> _DOCUMENT EXCERPT_:

Young readers can learn about Eid, a religious holiday celebrated by Muslim families every year, as well as the Hajj pilgrimage, when Muslims travel back to Mecca for the Eid, in this picture book about Muslim culture and traditions written by Dr. Asma Mobin-Uddin and illustrated by Laura Jacobsen.

The Best Eid Ever by Asma Mobin-Uddin MD (Author), Laura Jacobsen (Illustrator)

A history of the Ojibwe culture which focuses on the teachings of the Good Path, nine core values that are the fundamental basis of Ojibwe philosophy.

The Good Path: Ojibwe Learning and Activity Book for Kids by Thomas Peacock (Author), Thomas D. Peacock (Author), Marlene Wisuri (Artist)

A Cherokee boy plants an apple seed, and as soon as a seedling appears he can see the apple tree it is meant to be. But the little apple tree isn't so sure. Young and impatient, it begins to doubt its calling, especially after apples fail to appear that first fall. How can the boy convince the tree to give the seasons the time to work their magic?

The Apple Tree: (In English and Cherokee) by Sandy Tharp-Thee (Author), Marlena Campbell Hodson (Illustrator)

"An accessible, easy-to-read text with surprising depth...Deals quietly with issues like race, class, various kinds of sickness, and how families differ. The novel should generate lots of conversation in a class or reading group...A smart selection for anyone who has ever struggled with a secret or worried about being different. It's also an inspiring story of a girl who's learning to get along despite difficult circumstances. Many readers will identify with and enjoy Molly's story." (Resource Links 2013-04-01)

Molly's Promise by Sylvia Olsen (Author)

This graphic novel follows one Plains Cree family from the early 19th century to present day. For Edwin, the story of his ancestors from both the distant and recent past must guide him through an uncertain present, to the dawn of a new future. 7 Generations explores the life of Stone, a young Cree warrior, the smallpox epidemic of 1870, the residential school system of the 20th century and its familial legacy.

7 Generations: A Plains Cree Saga by David Alexander Robertson (Author), Scott Henderson (Illustrator)

Tjarany Roughtail contains eight dreamtime stories from the Kukatja people of Western Australia’s remote Kimberley Region. Each story is complemented by beautiful artworks painted by Aboriginal artist Lucille Gill that visually explain each story using traditional dot paintings. Told in English and Kukatja, the book includes magnificent paintings, maps, kinship diagrams, exercises and language notes. Winner of Children's Book Council of Australia Award.

Tjarany Roughtail by Gracie Green (Author), Joe Tramachi (Author), Lucille Gill (Illustrator)

New Zealand has a rich and ancient tradition of story telling. 15 myths and legends are retold in this book by operatic soprano Dame Kiri Te Kanawa, herself a Maori. These are her own versions of tales she remembers from childhood, including stories of creation, heroic battles and perilous journeys into the Maori spirit world. 

Land of the Long White Cloud: Maori Myths and Legends by Kiri Te Kanawa

**Winner of the 2015 Silver Evergreen Medal for World Peace**
This true children's story is told by a little bonsai tree, called Miyajima, that lived with the same family in the Japanese city of Hiroshima for more than 300 years before being donated to the National Arboretum in Washington DC in 1976 as a gesture of friendship between America and Japan.

> _EXERCISE INSTRUCTIONS_:
1 > From the book descriptions, reproduce the passage between "This graphic novel" and "its familial legacy.", inclusive.
2 > Answer these questions using the book descriptions:
(a) In what year did the smallpox epidemic explored in 7 Generations take place?
(b) How many myths and legends are retold in Land of the Long White Cloud?
(c) In what year was the bonsai tree Miyajima donated to the National Arboretum?
3 > Translate this sentence from the book descriptions into Spanish: "New Zealand has a rich and ancient tradition of story telling."
The records are separate material, unrelated to the book descriptions.

> _DATA FOR REVIEW_:
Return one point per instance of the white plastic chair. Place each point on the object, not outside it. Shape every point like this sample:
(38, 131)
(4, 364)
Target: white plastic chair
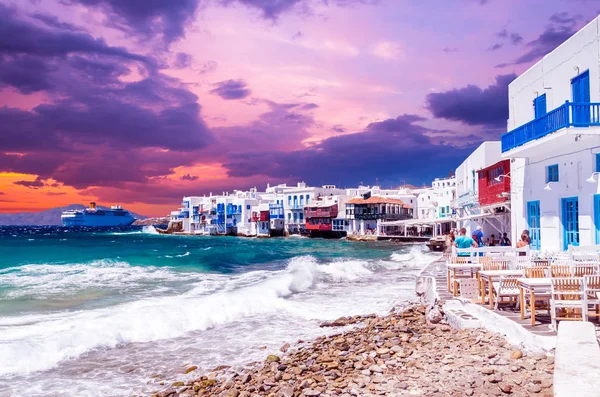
(568, 294)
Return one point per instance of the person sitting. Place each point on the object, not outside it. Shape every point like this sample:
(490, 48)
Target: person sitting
(464, 241)
(505, 241)
(524, 242)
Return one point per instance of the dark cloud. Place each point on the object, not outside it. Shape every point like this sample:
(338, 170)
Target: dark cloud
(100, 127)
(37, 183)
(207, 67)
(392, 150)
(188, 177)
(473, 105)
(565, 18)
(182, 60)
(20, 37)
(53, 22)
(562, 26)
(148, 18)
(272, 9)
(27, 74)
(231, 89)
(513, 37)
(516, 38)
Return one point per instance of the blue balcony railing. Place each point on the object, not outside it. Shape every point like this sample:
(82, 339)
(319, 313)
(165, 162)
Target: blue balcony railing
(567, 115)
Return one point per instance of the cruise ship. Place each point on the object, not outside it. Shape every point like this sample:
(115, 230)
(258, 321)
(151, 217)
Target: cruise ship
(96, 217)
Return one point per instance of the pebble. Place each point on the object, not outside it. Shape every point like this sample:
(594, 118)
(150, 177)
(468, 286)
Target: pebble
(399, 354)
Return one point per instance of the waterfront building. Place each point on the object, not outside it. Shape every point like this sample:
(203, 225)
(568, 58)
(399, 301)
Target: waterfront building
(469, 212)
(366, 213)
(296, 198)
(553, 143)
(323, 217)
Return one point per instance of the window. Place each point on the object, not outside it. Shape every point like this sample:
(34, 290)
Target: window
(552, 173)
(539, 106)
(493, 174)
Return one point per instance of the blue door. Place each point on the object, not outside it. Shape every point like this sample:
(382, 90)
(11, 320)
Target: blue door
(580, 87)
(597, 216)
(539, 105)
(570, 221)
(533, 221)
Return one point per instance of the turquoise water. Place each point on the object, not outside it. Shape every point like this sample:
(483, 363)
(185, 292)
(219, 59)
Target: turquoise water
(78, 307)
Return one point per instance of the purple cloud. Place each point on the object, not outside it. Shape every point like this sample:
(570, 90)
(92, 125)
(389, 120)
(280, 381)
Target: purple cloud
(32, 185)
(473, 105)
(165, 18)
(392, 150)
(188, 177)
(100, 129)
(231, 89)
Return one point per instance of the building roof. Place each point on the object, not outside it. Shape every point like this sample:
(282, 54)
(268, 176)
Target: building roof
(377, 200)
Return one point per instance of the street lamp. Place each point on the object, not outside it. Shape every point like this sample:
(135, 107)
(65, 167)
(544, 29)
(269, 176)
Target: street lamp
(591, 178)
(497, 179)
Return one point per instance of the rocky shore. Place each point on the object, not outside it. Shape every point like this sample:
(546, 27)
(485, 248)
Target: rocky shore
(400, 354)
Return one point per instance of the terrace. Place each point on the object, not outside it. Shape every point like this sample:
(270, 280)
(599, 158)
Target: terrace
(578, 115)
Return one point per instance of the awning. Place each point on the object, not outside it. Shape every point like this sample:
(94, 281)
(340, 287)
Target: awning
(417, 222)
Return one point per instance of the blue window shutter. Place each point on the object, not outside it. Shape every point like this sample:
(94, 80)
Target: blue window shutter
(539, 104)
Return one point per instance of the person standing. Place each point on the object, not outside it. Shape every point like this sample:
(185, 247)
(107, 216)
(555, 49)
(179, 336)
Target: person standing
(464, 241)
(505, 241)
(478, 236)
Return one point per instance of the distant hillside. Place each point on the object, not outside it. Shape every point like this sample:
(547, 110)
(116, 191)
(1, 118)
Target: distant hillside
(48, 217)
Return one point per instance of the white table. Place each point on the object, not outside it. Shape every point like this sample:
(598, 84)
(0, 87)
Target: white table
(489, 276)
(453, 267)
(533, 286)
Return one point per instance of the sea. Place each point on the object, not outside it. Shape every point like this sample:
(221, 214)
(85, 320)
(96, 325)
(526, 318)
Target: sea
(126, 312)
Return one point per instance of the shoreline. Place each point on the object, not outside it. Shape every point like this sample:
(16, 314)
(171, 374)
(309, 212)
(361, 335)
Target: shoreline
(412, 350)
(400, 353)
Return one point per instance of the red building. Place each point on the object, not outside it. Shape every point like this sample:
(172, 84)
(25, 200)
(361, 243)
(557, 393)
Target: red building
(494, 184)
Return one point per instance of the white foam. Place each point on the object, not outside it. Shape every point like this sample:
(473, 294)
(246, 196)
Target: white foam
(52, 338)
(44, 280)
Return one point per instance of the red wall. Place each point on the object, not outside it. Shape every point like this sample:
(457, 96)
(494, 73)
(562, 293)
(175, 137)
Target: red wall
(488, 194)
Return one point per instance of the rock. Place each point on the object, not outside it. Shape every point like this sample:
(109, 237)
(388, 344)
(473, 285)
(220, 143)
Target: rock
(284, 348)
(272, 358)
(311, 393)
(505, 388)
(285, 391)
(516, 354)
(533, 388)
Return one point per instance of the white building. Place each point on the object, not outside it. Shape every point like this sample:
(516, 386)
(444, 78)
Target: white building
(554, 138)
(469, 214)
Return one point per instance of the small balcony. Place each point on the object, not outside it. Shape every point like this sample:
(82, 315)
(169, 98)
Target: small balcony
(579, 115)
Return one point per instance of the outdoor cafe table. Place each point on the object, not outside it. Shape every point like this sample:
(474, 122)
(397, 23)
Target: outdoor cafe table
(453, 267)
(489, 276)
(532, 286)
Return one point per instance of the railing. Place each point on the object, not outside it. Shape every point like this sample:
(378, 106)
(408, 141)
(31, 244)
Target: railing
(567, 115)
(382, 216)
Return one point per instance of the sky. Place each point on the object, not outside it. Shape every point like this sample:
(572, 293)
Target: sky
(139, 103)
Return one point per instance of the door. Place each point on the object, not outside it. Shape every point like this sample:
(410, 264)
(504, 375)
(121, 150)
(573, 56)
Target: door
(580, 87)
(570, 221)
(539, 106)
(533, 221)
(597, 216)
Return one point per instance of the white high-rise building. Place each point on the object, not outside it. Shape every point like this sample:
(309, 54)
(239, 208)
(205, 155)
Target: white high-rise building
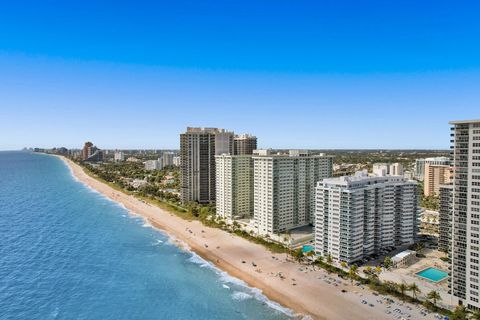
(154, 164)
(284, 189)
(358, 216)
(176, 161)
(420, 165)
(385, 169)
(198, 148)
(234, 186)
(167, 158)
(118, 156)
(465, 240)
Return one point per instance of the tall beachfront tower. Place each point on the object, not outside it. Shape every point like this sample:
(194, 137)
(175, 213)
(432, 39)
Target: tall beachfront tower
(198, 148)
(284, 189)
(358, 216)
(234, 179)
(465, 271)
(244, 144)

> _RESULTS FOR THE EXERCISE_:
1 >
This graphic novel follows one Plains Cree family from the early 19th century to present day. For Edwin, the story of his ancestors from both the distant and recent past must guide him through an uncertain present, to the dawn of a new future. 7 Generations explores the life of Stone, a young Cree warrior, the smallpox epidemic of 1870, the residential school system of the 20th century and its familial legacy.

2 >
(a) 1870
(b) 15
(c) 1976

3 > Nueva Zelanda tiene una rica y antigua tradición de narración de historias.